▶ **Text for analysis**:
· · ·

One influential view of implicit causality is that it reflects inferences about event structure [5], rather than reflecting linguistic structure (though see [6]). Supporting this view is evidence that causal role assignments are sensitive to general knowledge and social context, such as the gender and typicality of the agents/patients in the sentence. More broadly, the literature on implicit causality suggests that language is a rich source of causal information.

For our purposes, an important limitation of the implicit causality concept is that it takes as given some causal background knowledge (e.g., that mothers punish daughters when they admit guilt) and asks how people use this knowledge to make inferences about linguistic referents. Our goal in this paper is to flip this around: what happens when people know the referents but not the causal background knowledge? This situation is commonly encountered when people are reading newspaper headlines about scientific discoveries: if scientists report that eating ice cream increases the risk for cancer, a natural question is whether ice cream causes cancer. Careful scientists and journalists can expunge causal language from correlation studies, but can they expunge causal representations from the mental models of readers? To answer this question, we undertook a series of studies that assess what kinds of causal inferences people draw from correlational statements.

Results

We conducted three studies to examine the inference of causality from association statements. The results of Studies 1 and 2 are summarized in Fig 1, and the results of Study 3 are shown in Fig 2. In Study 1, participants were presented with statements of the form “X is associated with Y” and asked to judge whether X caused Y, or Y caused X. In Study 2, participants were presented with statements of the form “X is associated with an increased probability of Y”, and asked to make the similar causal judgments. In both studies, we ran versions with nonsense names designed to sound similar to medical terminology (e.g., “Themaglin” or “Pneuben”) or arbitrary letter symbols (see Methods for details).

Download:

Fig 1. Summary of results for Study 1 (left) and Study 2 (right).

· · ·

▶ **Supplied material**:

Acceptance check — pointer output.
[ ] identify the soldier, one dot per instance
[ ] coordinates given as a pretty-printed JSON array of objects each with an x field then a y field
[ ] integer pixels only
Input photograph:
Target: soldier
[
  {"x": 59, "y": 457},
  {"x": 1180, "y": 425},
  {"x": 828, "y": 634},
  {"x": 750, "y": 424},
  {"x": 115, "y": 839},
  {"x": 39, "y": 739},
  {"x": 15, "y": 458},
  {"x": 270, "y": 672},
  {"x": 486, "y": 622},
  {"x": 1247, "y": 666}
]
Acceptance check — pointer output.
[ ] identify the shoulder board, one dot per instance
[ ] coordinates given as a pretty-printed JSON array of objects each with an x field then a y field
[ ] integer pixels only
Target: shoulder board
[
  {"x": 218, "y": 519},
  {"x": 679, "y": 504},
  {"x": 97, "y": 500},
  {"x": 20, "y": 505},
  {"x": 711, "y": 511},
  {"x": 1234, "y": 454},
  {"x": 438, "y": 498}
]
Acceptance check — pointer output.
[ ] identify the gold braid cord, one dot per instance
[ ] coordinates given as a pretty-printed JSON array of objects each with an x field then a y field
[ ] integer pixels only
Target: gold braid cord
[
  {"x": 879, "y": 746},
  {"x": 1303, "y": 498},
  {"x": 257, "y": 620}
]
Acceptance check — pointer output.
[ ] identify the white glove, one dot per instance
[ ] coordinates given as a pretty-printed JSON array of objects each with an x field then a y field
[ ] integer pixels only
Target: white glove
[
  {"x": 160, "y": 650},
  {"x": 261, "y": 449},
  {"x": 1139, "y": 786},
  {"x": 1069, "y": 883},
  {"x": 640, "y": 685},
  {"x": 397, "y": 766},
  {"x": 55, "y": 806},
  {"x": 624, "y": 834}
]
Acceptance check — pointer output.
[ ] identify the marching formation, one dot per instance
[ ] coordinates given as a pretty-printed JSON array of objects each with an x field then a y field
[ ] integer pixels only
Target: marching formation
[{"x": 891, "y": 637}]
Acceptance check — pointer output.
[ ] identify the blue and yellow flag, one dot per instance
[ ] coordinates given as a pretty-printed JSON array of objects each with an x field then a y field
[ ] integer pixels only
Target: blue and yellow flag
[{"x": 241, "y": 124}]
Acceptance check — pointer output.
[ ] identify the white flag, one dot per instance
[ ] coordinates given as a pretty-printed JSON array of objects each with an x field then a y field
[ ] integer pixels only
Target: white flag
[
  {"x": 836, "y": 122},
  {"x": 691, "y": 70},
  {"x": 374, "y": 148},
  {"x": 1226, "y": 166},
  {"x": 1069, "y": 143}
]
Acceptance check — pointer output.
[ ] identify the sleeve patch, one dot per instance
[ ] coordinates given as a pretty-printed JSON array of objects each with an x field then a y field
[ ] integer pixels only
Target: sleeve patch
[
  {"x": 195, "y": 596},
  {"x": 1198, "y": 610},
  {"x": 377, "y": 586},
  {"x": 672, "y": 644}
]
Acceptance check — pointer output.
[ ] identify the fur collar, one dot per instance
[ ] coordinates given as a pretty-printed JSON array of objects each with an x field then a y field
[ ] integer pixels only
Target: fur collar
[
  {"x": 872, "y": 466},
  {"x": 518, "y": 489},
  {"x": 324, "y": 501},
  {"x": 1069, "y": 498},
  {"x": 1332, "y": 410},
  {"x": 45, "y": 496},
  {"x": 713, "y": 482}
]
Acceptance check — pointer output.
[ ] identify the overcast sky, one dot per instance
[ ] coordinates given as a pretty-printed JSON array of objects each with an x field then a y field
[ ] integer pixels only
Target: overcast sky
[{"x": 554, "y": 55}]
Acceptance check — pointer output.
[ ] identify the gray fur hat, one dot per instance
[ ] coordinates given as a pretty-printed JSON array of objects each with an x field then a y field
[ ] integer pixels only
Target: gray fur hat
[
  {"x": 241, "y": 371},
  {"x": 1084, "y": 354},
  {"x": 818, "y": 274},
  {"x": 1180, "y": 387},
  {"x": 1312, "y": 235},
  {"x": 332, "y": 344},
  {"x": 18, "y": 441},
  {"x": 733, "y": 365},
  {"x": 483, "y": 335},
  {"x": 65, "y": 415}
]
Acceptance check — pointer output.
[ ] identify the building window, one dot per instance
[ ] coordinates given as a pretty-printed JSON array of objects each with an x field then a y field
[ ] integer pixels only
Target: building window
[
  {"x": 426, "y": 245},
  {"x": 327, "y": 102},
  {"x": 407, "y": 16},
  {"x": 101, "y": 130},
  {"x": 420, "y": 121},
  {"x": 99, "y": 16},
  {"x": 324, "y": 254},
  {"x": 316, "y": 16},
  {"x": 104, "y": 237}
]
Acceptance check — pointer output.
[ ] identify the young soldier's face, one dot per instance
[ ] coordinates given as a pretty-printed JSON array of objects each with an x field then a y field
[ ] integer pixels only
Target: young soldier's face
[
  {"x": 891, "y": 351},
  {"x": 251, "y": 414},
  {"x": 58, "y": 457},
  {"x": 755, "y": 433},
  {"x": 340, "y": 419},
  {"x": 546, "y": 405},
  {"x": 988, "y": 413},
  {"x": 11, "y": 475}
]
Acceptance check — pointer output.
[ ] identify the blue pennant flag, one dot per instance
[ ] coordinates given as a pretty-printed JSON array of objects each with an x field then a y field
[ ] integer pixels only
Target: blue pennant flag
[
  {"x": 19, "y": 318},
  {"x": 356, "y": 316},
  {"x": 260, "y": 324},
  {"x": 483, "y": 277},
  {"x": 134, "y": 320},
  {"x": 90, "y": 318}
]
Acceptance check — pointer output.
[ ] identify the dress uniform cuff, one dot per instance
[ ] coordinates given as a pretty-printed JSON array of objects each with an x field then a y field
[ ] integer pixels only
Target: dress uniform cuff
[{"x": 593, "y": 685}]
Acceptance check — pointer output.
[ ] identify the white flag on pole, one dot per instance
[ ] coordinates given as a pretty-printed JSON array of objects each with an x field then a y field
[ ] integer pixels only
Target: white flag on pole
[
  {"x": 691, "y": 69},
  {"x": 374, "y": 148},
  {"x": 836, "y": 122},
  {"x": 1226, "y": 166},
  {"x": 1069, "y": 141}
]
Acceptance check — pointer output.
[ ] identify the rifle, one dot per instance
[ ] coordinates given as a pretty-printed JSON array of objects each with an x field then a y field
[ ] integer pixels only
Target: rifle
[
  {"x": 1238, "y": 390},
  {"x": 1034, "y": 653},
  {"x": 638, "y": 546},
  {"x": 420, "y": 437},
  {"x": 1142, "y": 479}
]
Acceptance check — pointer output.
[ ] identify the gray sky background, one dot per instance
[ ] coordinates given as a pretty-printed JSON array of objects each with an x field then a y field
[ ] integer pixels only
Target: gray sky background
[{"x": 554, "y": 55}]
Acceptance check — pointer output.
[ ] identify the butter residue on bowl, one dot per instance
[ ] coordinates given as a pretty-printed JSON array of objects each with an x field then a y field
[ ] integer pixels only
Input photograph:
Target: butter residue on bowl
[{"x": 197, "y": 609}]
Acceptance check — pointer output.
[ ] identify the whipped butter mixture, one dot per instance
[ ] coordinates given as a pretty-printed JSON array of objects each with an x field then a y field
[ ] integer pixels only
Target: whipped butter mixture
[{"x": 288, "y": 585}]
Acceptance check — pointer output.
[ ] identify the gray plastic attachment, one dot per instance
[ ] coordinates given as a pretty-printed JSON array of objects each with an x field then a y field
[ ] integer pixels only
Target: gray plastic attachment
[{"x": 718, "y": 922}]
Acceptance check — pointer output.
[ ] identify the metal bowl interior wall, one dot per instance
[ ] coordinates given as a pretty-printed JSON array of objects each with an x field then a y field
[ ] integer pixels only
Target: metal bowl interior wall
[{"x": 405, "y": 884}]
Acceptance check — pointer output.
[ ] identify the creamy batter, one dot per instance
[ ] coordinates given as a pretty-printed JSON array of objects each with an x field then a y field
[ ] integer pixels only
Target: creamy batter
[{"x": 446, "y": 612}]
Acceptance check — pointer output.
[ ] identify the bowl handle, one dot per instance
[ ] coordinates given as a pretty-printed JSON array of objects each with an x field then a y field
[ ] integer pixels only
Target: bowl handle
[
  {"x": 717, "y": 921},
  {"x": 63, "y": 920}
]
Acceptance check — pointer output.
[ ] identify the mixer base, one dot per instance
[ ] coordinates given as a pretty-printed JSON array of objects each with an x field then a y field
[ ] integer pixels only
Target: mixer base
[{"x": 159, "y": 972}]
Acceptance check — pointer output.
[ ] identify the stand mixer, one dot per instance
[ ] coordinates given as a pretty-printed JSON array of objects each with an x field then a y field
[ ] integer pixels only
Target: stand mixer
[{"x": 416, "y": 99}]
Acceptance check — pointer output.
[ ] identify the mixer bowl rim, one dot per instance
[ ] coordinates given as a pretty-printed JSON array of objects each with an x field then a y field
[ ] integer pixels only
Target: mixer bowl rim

· · ·

▶ **Apply what you read**:
**A)** Answer these questions about the implicit causality text, one line each:
(i) To what are causal role assignments said to be sensitive?
(ii) What do scientists report about eating ice cream in the headline example?
(iii) In which figure are the results of Study 3 shown?
**B)** Please write out the implicit causality text from "We conducted three" up to and including "Study 2 (right).", swapping "participants" for "subjects".
The entries come from a separate source.

▶ **Responses for each task**:
**A)**
(i) General knowledge and social context, such as the gender and typicality of the agents/patients in the sentence.
(ii) That eating ice cream increases the risk for cancer.
(iii) Fig 2.

**B)**
We conducted three studies to examine the inference of causality from association statements. The results of Studies 1 and 2 are summarized in Fig 1, and the results of Study 3 are shown in Fig 2. In Study 1, subjects were presented with statements of the form “X is associated with Y” and asked to judge whether X caused Y, or Y caused X. In Study 2, subjects were presented with statements of the form “X is associated with an increased probability of Y”, and asked to make the similar causal judgments. In both studies, we ran versions with nonsense names designed to sound similar to medical terminology (e.g., “Themaglin” or “Pneuben”) or arbitrary letter symbols (see Methods for details).

Download:

Fig 1. Summary of results for Study 1 (left) and Study 2 (right).